(Aim of the task) Reproduce the data in full, exactly.

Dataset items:

____________________

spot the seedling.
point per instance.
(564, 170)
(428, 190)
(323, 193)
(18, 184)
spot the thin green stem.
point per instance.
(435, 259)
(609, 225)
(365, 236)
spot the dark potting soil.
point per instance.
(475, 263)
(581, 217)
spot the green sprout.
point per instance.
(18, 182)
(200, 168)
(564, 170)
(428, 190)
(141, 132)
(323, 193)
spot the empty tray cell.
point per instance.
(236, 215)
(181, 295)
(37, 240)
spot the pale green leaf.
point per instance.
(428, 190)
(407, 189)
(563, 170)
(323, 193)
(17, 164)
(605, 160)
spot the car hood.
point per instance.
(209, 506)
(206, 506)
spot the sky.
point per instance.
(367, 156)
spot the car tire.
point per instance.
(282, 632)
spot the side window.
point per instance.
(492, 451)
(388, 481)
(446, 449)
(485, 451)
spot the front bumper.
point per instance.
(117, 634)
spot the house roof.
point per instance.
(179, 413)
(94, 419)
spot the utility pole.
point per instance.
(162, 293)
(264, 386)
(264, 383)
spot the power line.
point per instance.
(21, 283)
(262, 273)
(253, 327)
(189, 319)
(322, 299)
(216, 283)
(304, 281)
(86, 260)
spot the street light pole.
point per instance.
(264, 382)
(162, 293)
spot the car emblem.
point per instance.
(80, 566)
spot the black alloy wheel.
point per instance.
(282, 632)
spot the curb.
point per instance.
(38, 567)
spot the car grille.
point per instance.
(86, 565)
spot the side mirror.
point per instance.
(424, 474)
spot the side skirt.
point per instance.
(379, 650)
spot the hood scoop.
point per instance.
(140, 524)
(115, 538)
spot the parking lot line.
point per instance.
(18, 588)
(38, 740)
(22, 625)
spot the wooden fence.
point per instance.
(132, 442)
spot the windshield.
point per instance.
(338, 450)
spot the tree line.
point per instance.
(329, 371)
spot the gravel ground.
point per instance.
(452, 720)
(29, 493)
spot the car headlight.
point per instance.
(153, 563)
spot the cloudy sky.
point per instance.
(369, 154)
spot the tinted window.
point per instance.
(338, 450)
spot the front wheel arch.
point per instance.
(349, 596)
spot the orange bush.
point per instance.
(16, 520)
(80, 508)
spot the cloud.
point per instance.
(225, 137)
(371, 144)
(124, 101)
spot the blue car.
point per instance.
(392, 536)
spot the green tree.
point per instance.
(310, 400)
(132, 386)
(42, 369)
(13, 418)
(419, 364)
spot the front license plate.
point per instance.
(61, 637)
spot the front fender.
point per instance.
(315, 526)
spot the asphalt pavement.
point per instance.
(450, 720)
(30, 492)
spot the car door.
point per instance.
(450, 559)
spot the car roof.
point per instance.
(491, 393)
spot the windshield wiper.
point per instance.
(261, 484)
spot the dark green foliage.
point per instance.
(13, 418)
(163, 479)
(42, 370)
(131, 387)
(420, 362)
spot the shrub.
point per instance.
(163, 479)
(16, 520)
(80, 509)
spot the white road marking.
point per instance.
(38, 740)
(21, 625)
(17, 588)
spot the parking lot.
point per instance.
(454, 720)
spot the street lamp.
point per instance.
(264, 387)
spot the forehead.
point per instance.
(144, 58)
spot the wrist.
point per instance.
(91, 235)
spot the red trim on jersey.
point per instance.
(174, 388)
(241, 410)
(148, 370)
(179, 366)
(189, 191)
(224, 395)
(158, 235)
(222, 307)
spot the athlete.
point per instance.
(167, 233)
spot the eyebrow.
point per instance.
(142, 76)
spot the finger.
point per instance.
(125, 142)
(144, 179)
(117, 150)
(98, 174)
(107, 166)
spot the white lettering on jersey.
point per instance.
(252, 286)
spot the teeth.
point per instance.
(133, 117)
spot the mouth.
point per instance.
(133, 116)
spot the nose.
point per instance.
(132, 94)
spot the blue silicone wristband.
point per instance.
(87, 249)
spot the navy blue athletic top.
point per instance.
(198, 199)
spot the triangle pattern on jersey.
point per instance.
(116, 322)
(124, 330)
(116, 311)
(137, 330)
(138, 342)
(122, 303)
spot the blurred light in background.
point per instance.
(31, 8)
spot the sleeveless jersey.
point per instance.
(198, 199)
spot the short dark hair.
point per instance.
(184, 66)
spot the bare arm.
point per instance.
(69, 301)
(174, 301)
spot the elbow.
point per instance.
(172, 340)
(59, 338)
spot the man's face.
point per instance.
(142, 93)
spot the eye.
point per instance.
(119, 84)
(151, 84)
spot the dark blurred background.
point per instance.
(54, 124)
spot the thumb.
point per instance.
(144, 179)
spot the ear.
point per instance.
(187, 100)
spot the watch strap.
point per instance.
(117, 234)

____________________

(Exercise answer)
spot the seedling.
point per instance.
(564, 170)
(428, 190)
(323, 193)
(18, 184)
spot the thin green stem.
point per instance.
(435, 259)
(609, 225)
(365, 236)
spot the dark potting soil.
point per instance.
(475, 263)
(581, 217)
spot the green sprout.
point per instance.
(18, 182)
(200, 168)
(564, 170)
(428, 190)
(141, 132)
(323, 193)
spot the empty tray cell.
point per instance.
(236, 215)
(181, 295)
(37, 240)
spot the pale green leaf.
point per instance.
(428, 190)
(407, 189)
(563, 170)
(323, 193)
(17, 164)
(605, 160)
spot the car hood.
point per instance.
(209, 506)
(206, 506)
spot the sky.
point per instance.
(367, 156)
spot the car tire.
point per instance.
(282, 632)
spot the side window.
point per instance.
(492, 451)
(388, 481)
(446, 449)
(485, 451)
spot the front bumper.
point per instance.
(117, 634)
spot the house roof.
point per instance.
(179, 413)
(94, 419)
spot the utility pole.
point per instance.
(162, 293)
(264, 386)
(264, 383)
spot the power line.
point per instance.
(21, 283)
(262, 273)
(253, 327)
(189, 319)
(322, 299)
(216, 283)
(304, 281)
(86, 260)
spot the street light pole.
point per instance.
(264, 382)
(162, 293)
spot the car emblem.
point per instance.
(80, 566)
spot the black alloy wheel.
point per instance.
(282, 632)
spot the curb.
point per instance.
(38, 567)
spot the car grille.
point per instance.
(86, 565)
spot the side mirror.
point per instance.
(424, 474)
spot the side skirt.
point per instance.
(379, 650)
spot the hood scoop.
point per instance.
(140, 524)
(115, 538)
spot the parking lot line.
point per instance.
(18, 588)
(38, 740)
(22, 625)
spot the wooden fence.
point per instance.
(132, 442)
spot the windshield.
point per instance.
(338, 450)
spot the tree line.
point per instance.
(329, 371)
spot the gravel ground.
point per instance.
(452, 720)
(29, 493)
spot the car headlight.
point per instance.
(153, 563)
spot the cloudy sky.
point per instance.
(369, 154)
spot the tinted window.
point per instance.
(338, 450)
spot the front wheel arch.
point per instance.
(349, 596)
spot the orange bush.
point per instance.
(16, 520)
(80, 508)
spot the cloud.
point per instance.
(225, 137)
(371, 144)
(124, 101)
spot the blue car.
point per instance.
(392, 536)
spot the green tree.
point per instance.
(310, 400)
(132, 386)
(42, 369)
(13, 418)
(419, 364)
spot the front license plate.
point per instance.
(61, 637)
spot the front fender.
point per instance.
(315, 526)
spot the asphalt pavement.
point per instance.
(450, 720)
(30, 492)
spot the car door.
point per instance.
(450, 559)
spot the car roof.
point per instance.
(491, 393)
spot the windshield wiper.
point per instance.
(261, 484)
spot the dark green foliage.
point per instance.
(13, 418)
(163, 479)
(42, 370)
(131, 387)
(420, 362)
spot the shrub.
point per instance.
(163, 479)
(16, 520)
(80, 509)
spot the white road marking.
point per instance.
(38, 740)
(21, 625)
(17, 588)
spot the parking lot.
point per instance.
(454, 720)
spot the street lamp.
point per instance.
(264, 387)
spot the forehead.
point per instance.
(144, 58)
spot the wrist.
point per instance.
(91, 235)
spot the red trim on jersey.
point per instance.
(174, 388)
(241, 410)
(148, 370)
(179, 366)
(189, 191)
(224, 395)
(158, 235)
(222, 307)
spot the athlete.
point per instance.
(167, 233)
spot the eyebrow.
point per instance.
(142, 76)
spot the finger.
point per instance.
(125, 142)
(144, 179)
(117, 150)
(98, 174)
(107, 166)
spot the white lettering on jersey.
point per instance.
(252, 286)
spot the teeth.
point per instance.
(133, 117)
spot the mouth.
point per instance.
(133, 116)
spot the nose.
point per instance.
(132, 94)
spot the blue silicone wristband.
point per instance.
(87, 249)
spot the navy blue athletic top.
point per instance.
(198, 199)
spot the triangle pattern on jersey.
point per instance.
(116, 322)
(124, 330)
(116, 311)
(137, 330)
(138, 342)
(122, 303)
spot the blurred light in background.
point per instance.
(31, 8)
spot the sleeveless jersey.
point per instance.
(198, 199)
spot the short dark hair.
point per instance.
(184, 66)
spot the bare arm.
point per instance.
(69, 301)
(174, 301)
spot the elbow.
point per instance.
(172, 340)
(59, 338)
spot the man's face.
point per instance.
(142, 93)
spot the eye.
point per instance.
(119, 84)
(151, 84)
spot the dark blurred background.
point per instance.
(54, 124)
spot the thumb.
point per instance.
(144, 179)
spot the ear.
point per instance.
(187, 100)
spot the watch strap.
point per instance.
(117, 234)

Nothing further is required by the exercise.